* CONSIGNES:
1. Relevez dans le témoignage de Talia les prénoms de tous les enfants de la famille, beau-fils compris.
2. D'après le témoignage de Talia, qu'a-t-elle lancé avec son mari David en 2018 ?

━━━━━ TEXTE SOURCE ━━━━━

Perdre son bébé à 34 SA de grossesse : l’épreuve de Talia & David

Cette semaine, nous abordons un sujet sensible et encore trop souvent tabou. Perdre un enfant, qu’importe son stade de grossesse, est une lourde épreuve pour les parents. Talia est une maman et membre fidèle de la communauté qui a trouvé aujourd’hui le courage de partager son histoire et mettre des mots sur l’indescriptible : la perte d’un bébé à 34 SA de grossesse.

Peux-tu te présenter en quelques mots ?
J’ai 33 ans, je suis moitié suisse moitié israélienne. J’ai grandi à Genève. Je suis avocate de formation et avec mon incroyable mari David, nous avons lancé, en 2018, une startup d’art pour enfant.

Tu as un beau-fils Liam (9 ans), deux petites filles Noa (3 ans), Eden (6 mois) et Ella, votre petit bébé qui s’est envolé. Raconte-nous tes birthstories ?

Noa

Quand je suis tombée enceinte de Noa, j’avais tout un programme en tête sur la manière dont j’allais accoucher, le lieu, le type de naissance. Tout était clair. Je ne savais pas que c’était une fille, mais elle avait déjà la tête en bas à 6 mois, position parfaite, c’était un petit poids et j’étais en superbe forme. Je me voyais accoucher en mode yoga, sans péridurale et en 3 heures. Malheureusement, à 38 semaines de grossesses, je découvre que j’ai un problème de fissure à la rétine si grave que je ne peux pas pousser trop fort au risque de décoller ma rétine et de potentiellement perde la vue. Je me retrouve une semaine plus tard à accoucher par césarienne.

━━━━━ JEU D'ENREGISTREMENTS ━━━━━

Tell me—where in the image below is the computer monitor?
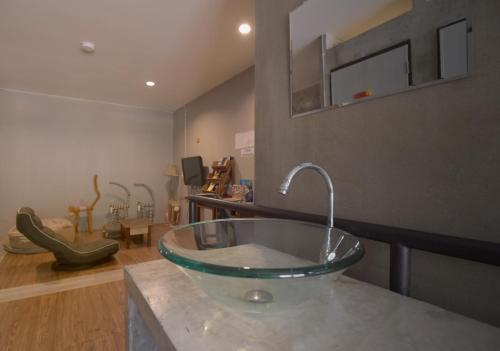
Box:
[181,156,205,186]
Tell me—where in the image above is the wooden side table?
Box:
[120,219,151,249]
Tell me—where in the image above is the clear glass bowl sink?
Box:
[158,218,364,312]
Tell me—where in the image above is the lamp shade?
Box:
[164,164,179,177]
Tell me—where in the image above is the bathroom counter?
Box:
[125,259,500,351]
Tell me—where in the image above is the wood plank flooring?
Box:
[0,224,169,289]
[0,281,126,351]
[0,225,174,351]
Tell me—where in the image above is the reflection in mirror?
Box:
[291,36,324,115]
[290,0,470,116]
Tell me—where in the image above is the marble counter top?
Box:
[125,259,500,351]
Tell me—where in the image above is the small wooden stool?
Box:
[120,219,151,249]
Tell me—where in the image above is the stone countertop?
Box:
[125,259,500,351]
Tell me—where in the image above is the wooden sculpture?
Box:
[68,174,101,233]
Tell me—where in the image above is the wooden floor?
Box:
[0,224,169,289]
[0,225,172,351]
[0,281,125,351]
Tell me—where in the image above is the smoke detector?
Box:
[80,41,95,54]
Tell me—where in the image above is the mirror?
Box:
[289,0,470,117]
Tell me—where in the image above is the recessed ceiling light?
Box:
[80,41,95,54]
[238,23,252,34]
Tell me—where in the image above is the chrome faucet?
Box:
[280,162,336,262]
[280,162,334,228]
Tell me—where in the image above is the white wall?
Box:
[0,89,173,235]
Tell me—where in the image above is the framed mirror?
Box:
[289,0,471,117]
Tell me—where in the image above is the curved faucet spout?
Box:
[280,162,335,228]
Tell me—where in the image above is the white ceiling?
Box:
[0,0,255,111]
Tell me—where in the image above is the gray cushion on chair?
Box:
[16,207,119,268]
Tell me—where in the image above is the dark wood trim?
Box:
[187,195,500,266]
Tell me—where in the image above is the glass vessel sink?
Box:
[158,218,364,312]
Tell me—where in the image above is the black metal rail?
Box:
[187,195,500,295]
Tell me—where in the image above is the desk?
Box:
[125,259,500,351]
[186,196,254,223]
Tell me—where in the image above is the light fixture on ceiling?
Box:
[238,23,252,34]
[80,41,95,54]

━━━━━

* RÉPONSES:
1. Liam, Noa, Eden, Ella

2. Une startup d'art pour enfant.